Texte ▸

——————————

Le coup de blues d’Emmie, sage-femme en région parisienne.

C’était il y a un an déjà. Fin brutale de l’histoire, la direction de la clinique annonçait la fermeture de la maternité pour Noël. Ni plus ni moins, froidement, bon débarras…

C’est malheureusement devenu monnaie courante, un triste exemple parmi tant d’autres. Sentiment d’impuissance, d’injustice, de mépris, larmes refoulées… Plus qu’une claque, ce fut comme une condamnation. Un lieu de naissance condamné à mort, et des vocations en sursis.

——————————

Extrait des données ▸

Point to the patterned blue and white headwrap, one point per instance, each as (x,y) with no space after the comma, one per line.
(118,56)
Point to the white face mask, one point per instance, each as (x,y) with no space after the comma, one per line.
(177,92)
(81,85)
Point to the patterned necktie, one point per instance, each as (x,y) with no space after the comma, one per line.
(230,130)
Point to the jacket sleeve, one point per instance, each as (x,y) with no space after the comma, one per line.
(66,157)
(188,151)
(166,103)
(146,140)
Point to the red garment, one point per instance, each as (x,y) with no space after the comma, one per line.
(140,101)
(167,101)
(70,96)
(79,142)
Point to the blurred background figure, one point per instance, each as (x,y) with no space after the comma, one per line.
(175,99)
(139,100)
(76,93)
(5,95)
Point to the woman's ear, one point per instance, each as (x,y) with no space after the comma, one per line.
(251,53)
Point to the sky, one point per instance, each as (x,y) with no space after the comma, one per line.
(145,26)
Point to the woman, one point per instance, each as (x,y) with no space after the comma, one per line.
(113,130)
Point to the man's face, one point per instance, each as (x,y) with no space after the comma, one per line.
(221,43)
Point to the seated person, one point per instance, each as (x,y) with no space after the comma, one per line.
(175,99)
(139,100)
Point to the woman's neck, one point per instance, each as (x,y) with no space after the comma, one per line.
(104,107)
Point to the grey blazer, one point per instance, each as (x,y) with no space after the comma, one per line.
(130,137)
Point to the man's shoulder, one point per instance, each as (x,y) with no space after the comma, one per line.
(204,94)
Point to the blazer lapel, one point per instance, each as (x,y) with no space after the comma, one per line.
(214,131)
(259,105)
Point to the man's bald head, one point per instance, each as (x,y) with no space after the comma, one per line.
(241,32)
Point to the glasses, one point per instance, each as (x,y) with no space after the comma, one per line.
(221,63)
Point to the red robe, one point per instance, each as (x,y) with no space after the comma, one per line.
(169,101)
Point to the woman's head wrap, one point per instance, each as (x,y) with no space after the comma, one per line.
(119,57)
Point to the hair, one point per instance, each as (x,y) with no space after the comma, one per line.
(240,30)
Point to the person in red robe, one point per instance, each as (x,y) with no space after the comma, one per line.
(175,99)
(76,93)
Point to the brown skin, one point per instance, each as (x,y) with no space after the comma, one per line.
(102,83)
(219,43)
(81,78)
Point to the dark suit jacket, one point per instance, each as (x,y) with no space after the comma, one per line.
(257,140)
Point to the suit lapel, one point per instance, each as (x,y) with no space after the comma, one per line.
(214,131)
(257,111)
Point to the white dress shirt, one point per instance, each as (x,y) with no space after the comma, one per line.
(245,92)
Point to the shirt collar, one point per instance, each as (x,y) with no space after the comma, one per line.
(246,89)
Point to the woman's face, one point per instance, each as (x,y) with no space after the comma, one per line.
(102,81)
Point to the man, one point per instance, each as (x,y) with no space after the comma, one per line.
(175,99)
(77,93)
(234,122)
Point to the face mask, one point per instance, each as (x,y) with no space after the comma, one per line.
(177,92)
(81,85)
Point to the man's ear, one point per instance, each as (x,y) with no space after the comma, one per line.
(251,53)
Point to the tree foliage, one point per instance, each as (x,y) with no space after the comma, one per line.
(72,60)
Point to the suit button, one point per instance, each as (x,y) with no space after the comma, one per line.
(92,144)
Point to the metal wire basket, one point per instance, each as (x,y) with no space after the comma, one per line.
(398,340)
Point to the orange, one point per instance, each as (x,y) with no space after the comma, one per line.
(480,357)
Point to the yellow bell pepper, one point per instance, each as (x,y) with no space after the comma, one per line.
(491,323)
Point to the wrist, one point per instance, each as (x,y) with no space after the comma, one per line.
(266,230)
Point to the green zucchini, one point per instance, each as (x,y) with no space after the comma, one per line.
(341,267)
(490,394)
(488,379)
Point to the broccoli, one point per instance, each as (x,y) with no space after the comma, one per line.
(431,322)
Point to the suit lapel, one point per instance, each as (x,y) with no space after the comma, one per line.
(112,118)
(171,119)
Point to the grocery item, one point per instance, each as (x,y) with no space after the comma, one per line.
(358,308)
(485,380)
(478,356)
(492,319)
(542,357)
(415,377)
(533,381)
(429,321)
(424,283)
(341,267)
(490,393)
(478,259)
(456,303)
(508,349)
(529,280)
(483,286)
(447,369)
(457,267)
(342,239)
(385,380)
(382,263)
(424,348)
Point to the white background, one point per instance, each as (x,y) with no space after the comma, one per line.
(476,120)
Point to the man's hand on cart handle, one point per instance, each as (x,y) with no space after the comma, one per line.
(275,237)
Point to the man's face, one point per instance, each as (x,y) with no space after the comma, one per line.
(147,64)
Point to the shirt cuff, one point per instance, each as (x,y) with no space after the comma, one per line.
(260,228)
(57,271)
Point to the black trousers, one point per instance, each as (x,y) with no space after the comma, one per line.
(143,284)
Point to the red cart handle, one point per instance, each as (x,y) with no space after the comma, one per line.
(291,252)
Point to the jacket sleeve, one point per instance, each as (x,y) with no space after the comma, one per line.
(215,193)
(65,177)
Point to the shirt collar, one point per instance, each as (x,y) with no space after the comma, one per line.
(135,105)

——————————

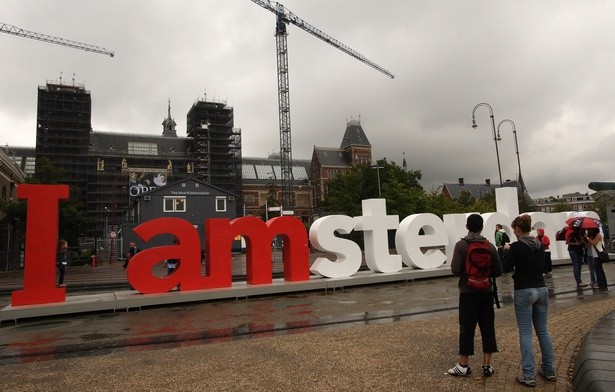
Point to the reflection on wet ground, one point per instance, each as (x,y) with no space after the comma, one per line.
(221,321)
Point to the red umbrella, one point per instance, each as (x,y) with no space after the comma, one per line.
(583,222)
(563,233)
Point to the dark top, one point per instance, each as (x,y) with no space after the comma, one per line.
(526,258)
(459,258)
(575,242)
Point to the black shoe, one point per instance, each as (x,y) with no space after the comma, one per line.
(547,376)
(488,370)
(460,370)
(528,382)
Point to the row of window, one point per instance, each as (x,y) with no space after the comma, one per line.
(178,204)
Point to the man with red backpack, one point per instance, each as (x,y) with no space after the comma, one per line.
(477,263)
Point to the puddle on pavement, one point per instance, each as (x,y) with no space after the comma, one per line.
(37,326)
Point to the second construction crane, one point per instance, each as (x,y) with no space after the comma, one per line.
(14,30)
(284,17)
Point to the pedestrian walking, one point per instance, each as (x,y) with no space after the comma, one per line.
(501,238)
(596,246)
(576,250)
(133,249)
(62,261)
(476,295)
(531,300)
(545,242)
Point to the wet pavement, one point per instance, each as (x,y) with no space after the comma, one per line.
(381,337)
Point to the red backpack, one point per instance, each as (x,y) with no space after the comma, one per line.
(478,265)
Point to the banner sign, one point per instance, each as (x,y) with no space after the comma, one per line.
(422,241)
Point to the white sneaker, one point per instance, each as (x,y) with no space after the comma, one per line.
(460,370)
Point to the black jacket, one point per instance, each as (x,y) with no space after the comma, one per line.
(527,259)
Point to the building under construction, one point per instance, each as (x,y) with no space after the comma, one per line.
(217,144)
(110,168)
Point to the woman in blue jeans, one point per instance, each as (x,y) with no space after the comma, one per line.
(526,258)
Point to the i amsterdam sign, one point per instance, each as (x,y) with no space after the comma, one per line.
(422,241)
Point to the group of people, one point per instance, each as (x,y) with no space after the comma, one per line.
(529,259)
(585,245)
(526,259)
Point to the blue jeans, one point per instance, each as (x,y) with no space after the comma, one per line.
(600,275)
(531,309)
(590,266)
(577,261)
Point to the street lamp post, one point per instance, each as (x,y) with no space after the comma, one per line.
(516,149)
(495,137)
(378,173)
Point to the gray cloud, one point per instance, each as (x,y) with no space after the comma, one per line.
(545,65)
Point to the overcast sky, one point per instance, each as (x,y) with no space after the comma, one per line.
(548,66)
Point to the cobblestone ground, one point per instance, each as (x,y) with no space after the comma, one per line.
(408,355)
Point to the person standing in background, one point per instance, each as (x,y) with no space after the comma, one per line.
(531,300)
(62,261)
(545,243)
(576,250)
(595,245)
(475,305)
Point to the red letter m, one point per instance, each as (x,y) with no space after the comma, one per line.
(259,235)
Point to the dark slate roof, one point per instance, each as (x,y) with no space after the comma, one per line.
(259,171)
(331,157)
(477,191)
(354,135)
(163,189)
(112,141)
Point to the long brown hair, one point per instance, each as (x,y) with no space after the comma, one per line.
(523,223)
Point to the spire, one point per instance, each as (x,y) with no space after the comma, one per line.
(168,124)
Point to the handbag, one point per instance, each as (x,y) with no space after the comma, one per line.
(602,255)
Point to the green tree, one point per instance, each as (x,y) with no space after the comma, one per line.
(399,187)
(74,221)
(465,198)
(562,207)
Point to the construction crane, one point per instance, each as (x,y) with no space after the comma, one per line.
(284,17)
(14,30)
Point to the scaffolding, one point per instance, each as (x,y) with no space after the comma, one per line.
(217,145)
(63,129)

——————————

Reprenez le texte sur la fermeture de la maternité après sa dernière phrase et poursuivez-le. Les lignes n'ont aucun lien avec le texte.

Résultat obtenu ▸
Nos petites maternités se meurent. Comme un virus, le fléau se répand, inexorablement. Autour de moi, ici et ailleurs, les structures à taille humaine ferment. Manque de moyens, manque d’obstétriciens, toutes les raisons sont bonnes, mais la volonté est mauvaise, indéniablement ! Au-delà de nos frontières, ils ont compris : des alternatives se développent, des plateaux techniques s’ouvrent aux sages-femmes libérales, des maisons de naissance apparaissent, l’accouchement à domicile s’envisage…

Mais chez nous, on ferme. On éloigne les femmes des salles d’accouchement, on regroupe les structures, on médicalise, on travaille à la chaîne. On nous vend comme modèle des accouchements « Babyboom » standardisés, caméra inside, dans une belle usine bien rodée. Moi j’y perds le sens de mon métier, et je ne suis pas la seule… Ce beau métier de sage-femme, je voulais me l’approprier, le valoriser. Trop heureuse à la fin de mes études de quitter ce CHU de niveau 3 où l’on ne sait pas accoucher sans protocole !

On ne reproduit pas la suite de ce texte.